■ **EXERCISE AIM**: Each line shown below should be copied exactly.

■ **Dataset records**:
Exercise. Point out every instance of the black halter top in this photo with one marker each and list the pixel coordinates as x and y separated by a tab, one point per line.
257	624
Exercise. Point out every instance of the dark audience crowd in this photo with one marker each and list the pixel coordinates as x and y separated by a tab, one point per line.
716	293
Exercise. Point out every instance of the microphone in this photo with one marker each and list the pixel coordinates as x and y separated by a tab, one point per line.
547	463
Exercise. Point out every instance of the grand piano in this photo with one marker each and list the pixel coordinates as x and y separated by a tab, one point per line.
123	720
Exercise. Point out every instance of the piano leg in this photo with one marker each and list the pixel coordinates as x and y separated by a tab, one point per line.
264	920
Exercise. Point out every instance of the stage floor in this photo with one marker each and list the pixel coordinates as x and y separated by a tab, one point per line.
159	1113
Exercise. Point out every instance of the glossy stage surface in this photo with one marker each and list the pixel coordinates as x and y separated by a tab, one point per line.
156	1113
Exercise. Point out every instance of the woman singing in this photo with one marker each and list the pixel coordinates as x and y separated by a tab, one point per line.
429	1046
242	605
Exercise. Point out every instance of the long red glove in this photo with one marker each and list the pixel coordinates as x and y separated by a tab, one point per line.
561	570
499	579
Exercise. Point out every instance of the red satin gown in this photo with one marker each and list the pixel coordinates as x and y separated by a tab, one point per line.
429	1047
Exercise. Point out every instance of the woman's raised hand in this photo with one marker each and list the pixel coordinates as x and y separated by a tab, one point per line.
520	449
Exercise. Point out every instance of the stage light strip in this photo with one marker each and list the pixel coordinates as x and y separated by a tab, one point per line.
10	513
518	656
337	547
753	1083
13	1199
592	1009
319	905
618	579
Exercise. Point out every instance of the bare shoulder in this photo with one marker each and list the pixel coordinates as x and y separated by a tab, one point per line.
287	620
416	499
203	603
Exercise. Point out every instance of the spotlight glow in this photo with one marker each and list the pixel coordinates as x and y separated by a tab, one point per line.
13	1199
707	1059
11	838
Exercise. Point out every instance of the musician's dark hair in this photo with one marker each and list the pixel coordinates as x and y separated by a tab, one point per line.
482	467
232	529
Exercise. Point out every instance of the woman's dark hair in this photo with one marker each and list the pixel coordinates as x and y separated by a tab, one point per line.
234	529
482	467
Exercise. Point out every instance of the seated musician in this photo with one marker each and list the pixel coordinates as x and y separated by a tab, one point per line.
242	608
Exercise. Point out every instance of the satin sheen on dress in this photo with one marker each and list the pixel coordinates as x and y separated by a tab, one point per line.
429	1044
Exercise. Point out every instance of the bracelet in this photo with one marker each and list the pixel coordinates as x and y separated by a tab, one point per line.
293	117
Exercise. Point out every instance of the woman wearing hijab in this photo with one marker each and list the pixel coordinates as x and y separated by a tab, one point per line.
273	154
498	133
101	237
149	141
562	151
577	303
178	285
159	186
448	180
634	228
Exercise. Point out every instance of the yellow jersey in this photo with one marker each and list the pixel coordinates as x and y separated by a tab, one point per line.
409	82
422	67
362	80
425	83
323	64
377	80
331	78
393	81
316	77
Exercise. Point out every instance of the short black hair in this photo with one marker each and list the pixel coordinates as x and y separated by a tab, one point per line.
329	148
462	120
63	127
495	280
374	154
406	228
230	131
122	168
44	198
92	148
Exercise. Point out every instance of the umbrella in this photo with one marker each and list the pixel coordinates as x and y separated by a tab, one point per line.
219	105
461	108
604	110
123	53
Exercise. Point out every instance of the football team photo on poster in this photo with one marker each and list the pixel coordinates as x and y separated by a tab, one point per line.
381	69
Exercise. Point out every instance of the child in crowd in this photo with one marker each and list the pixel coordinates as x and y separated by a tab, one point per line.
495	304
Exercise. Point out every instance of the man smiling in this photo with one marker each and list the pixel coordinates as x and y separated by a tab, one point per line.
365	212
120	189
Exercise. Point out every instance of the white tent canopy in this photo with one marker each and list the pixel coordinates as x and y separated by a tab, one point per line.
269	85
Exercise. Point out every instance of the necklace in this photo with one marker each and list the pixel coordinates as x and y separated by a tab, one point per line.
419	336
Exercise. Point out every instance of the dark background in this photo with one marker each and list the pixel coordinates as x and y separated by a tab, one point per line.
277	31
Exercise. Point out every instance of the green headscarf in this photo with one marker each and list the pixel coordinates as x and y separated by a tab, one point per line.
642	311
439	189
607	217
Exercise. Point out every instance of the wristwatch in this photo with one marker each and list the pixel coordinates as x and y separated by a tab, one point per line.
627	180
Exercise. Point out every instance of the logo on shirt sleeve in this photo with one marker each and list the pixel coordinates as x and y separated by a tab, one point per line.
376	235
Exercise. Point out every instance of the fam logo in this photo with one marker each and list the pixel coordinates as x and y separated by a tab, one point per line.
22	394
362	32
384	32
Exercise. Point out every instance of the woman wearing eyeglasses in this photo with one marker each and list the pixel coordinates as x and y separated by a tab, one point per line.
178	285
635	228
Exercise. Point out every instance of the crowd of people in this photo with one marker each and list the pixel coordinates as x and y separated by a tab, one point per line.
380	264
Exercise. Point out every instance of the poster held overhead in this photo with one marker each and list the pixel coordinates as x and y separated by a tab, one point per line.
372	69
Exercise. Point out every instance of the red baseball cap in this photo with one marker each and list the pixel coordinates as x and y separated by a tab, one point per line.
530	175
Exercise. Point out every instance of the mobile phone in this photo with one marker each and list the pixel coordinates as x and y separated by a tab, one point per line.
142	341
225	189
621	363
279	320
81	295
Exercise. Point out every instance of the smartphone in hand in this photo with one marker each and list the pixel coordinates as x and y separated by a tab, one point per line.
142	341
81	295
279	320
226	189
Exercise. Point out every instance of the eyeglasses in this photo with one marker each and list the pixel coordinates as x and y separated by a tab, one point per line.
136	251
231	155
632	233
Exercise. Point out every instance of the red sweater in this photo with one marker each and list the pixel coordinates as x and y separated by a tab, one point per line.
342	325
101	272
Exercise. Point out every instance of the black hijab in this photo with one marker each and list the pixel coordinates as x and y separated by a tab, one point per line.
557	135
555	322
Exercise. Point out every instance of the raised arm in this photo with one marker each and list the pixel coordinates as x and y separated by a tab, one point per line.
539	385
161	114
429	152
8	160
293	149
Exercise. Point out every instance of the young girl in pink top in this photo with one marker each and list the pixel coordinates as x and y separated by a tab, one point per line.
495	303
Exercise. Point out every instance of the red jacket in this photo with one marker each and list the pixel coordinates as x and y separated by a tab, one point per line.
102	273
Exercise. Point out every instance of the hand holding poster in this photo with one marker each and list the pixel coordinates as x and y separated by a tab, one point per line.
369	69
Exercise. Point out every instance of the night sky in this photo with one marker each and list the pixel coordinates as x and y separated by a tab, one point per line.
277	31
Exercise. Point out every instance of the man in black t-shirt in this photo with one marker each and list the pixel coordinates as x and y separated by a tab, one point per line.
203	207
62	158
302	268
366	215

■ **REPLY TO THE TASK**:
Exercise. Point out every instance of the black halter top in this photo with one marker each and list the pixel coordinates as x and y separated by a tab, one point per line.
257	624
Exercise. Point out every instance of the dark audience crowd in this photo with one marker each and list the pixel coordinates as x and y separated by a tab, one point per line.
716	293
Exercise. Point out every instance of the microphone in this photo with one marker each and list the pixel coordinates as x and y separated by a tab, one point per line.
547	463
Exercise. Point out every instance of the grand piano in this photo with one marker each and list the pixel coordinates as x and y separated by a tab, one point per line.
123	720
Exercise. Point out every instance of the piano leg in this photo with one marker each and list the pixel coordinates as x and y separated by a tab, one point per line.
264	920
Exercise. Point out every instance of the stage floor in this photo with one marker each and list the pixel coordinates as x and y separated by a tab, one point per line.
159	1113
Exercise. Point out every instance of the glossy stage surface in this photo with one marker each and list the pixel coordinates as x and y separated by a tab, one point per line.
156	1113
Exercise. Point out every instance of the woman singing in this photo with one marker each and list the pixel coordinates as x and y separated by a tab, one point per line.
429	1046
242	605
Exercise. Point out every instance of the long red glove in this photo with one marker each and list the pixel coordinates as x and y separated by a tab, one point per line.
561	570
499	579
Exercise. Point out every instance of the red satin gown in this photo with one marker each and list the pixel coordinates as x and y separated by a tab, one point per line.
429	1047
Exercise. Point out every instance of the woman's raised hand in this photo with one marker each and list the pixel coordinates as x and y separated by a tab, one point per line.
520	449
Exercise. Point out every instance of the stage light strip in this photo with one marker each and list the pixel coordinates as x and y separated by a tab, one point per line.
10	513
518	656
337	547
753	1083
13	1199
592	1009
319	905
618	579
Exercise. Point out every instance of the bare shoulder in this photo with one marker each and list the pixel coordinates as x and y separated by a tab, one point per line.
287	620
416	499
203	603
Exercise. Point out every instance of the spotlight glow in this photo with one marker each and list the pixel coordinates as x and y separated by a tab, one point per line.
13	1199
707	1059
11	838
Exercise. Point out every instance of the musician's dark hair in this photo with one marker each and list the pixel coordinates as x and y separated by a tab, one point per line.
482	467
232	529
Exercise. Point out every instance of the woman's dark hair in this photo with one marker each and list the pixel coordinates as x and y separated by a tab, one point per line.
234	529
482	467
Exercise. Point out every instance of the seated musician in this photo with one marker each and list the pixel coordinates as x and y separated by a tab, one point per line.
242	608
Exercise. Point out every instance of the satin sheen on dress in this photo with one marker each and list the pixel coordinates as x and y separated by a tab, one point per line.
429	1044
Exercise. Point out every instance of the bracelet in this photo with one marker each and list the pixel coordinates as x and y separated by a tab, one point per line.
293	117
Exercise. Point out every instance of the woman wearing hijab in this photo with one marker each and list the pixel coordinates as x and y separated by a tab, one point per line.
273	154
498	133
101	237
149	141
562	151
577	303
178	285
159	186
448	180
634	228
Exercise. Point out every instance of the yellow jersey in this photo with one marker each and list the pixel coordinates as x and y separated by a tab, one point per line.
409	82
422	67
362	80
425	83
323	64
377	80
331	78
393	81
316	77
Exercise. Point out every instance of the short black hair in this photo with one marker each and list the pixel coordinates as x and y separated by a tab, one point per line.
329	148
462	120
63	127
495	280
374	154
406	228
230	131
122	168
44	198
92	148
Exercise. Point out every instance of the umbrella in this photo with one marker each and list the pixel coordinates as x and y separated by a tab, one point per line.
219	105
461	108
604	110
123	53
Exercise. Point out every instance of the football team photo on poster in this photo with one marker each and list the pixel coordinates as x and y separated by a tab, one point per line.
381	69
Exercise. Point out every instance of the child in crowd in this photo with one marker each and list the pixel coordinates as x and y separated by a tab, one point per line.
495	304
Exercise. Point out every instance of the man smiling in this photo with one marker each and list the pixel coordinates as x and y separated by a tab, one point per line.
365	212
120	189
Exercise. Point out every instance of the white tent canopy in this photo with one marker each and list the pixel coordinates as x and y separated by a tab, one point per line.
269	85
Exercise. Point out every instance of the necklace in this photo with one marker each and list the pixel coordinates as x and y separated by a tab, one point per line.
419	336
Exercise. Point out every instance of the dark background in this photo with one marker each and list the pixel coordinates as x and y separated by a tab, one point per line.
277	31
Exercise. Point out every instance of the green headscarf in this photo with one marker each and list the pixel coordinates as x and y separated by a tab, one point per line.
642	311
439	189
607	217
Exercise. Point out every instance of the wristwatch in this photo with one marker each and list the pixel coordinates as x and y separated by a tab, one point per line.
627	180
Exercise. Point out every instance of the logo on shirt sleeve in this photo with one marker each and list the pixel coordinates as x and y separated by a tab, one point per line.
376	235
Exercise. Point out every instance of the fam logo in this photo with one marker each and list the pixel coordinates as x and y separated by a tab, one point per line.
22	394
362	32
384	32
Exercise. Point out every instance of the woman wearing eyeglasses in this photo with one marker each and list the pixel coordinates as x and y separated by a tab, one point per line.
178	285
635	228
Exercise. Point out every instance of the crowd of people in this photo with one marker each and list the pixel coordinates as x and y separated by a tab, one point per line.
380	264
Exercise. Point out every instance of the poster held overhead in this photo with one marker each and list the pixel coordinates as x and y separated by a tab, one point per line.
372	69
Exercise. Point out every instance of the red baseball cap in this photo with one marker each and list the pixel coordinates as x and y separated by a tab, one point per line.
530	175
Exercise. Point out every instance of the mobile phone in this photo with one marker each and list the pixel coordinates as x and y separated by a tab, one point per line.
142	341
225	189
621	363
279	320
81	295
Exercise. Point out every instance of the smartphone in hand in this photo with one marker each and list the pixel coordinates as x and y separated by a tab, one point per line.
142	341
81	295
279	320
226	189
Exercise. Point out every instance of the eyeglasses in this photo with one marker each and list the pixel coordinates as x and y separated by a tab, one point per line.
136	251
231	155
632	233
Exercise. Point out every instance of the red sweater in this photo with one marker each and list the pixel coordinates as x and y separated by a tab, one point per line.
342	325
101	272
Exercise. Point out every instance of the black hijab in this photo with one marker each and list the pixel coordinates as x and y separated by a tab, one point per line.
557	135
555	322
Exercise. Point out every instance of the raised arm in this photo with one marker each and list the pixel coordinates as x and y separated by a tab, one point per line.
539	385
161	114
429	152
8	160
293	149
Exercise. Point out every instance of the young girl in pink top in this photo with one marker each and list the pixel coordinates as x and y separated by a tab, one point per line.
495	303
Exercise. Point out every instance of the red jacket in this photo with one marker each and list the pixel coordinates as x and y separated by a tab, one point per line.
102	273
Exercise. Point out every instance of the hand holding poster in this photo with one marker each and list the pixel coordinates as x and y separated by a tab, one point per line.
369	69
Exercise. Point out every instance of the night sky in this photo with one marker each and list the pixel coordinates as x and y separated by a tab, one point per line.
277	31
Exercise. Point out every instance of the man in black t-shirt in this photo with one marker each and list the pixel coordinates as x and y separated by a tab, one point per line.
203	207
62	158
302	268
366	215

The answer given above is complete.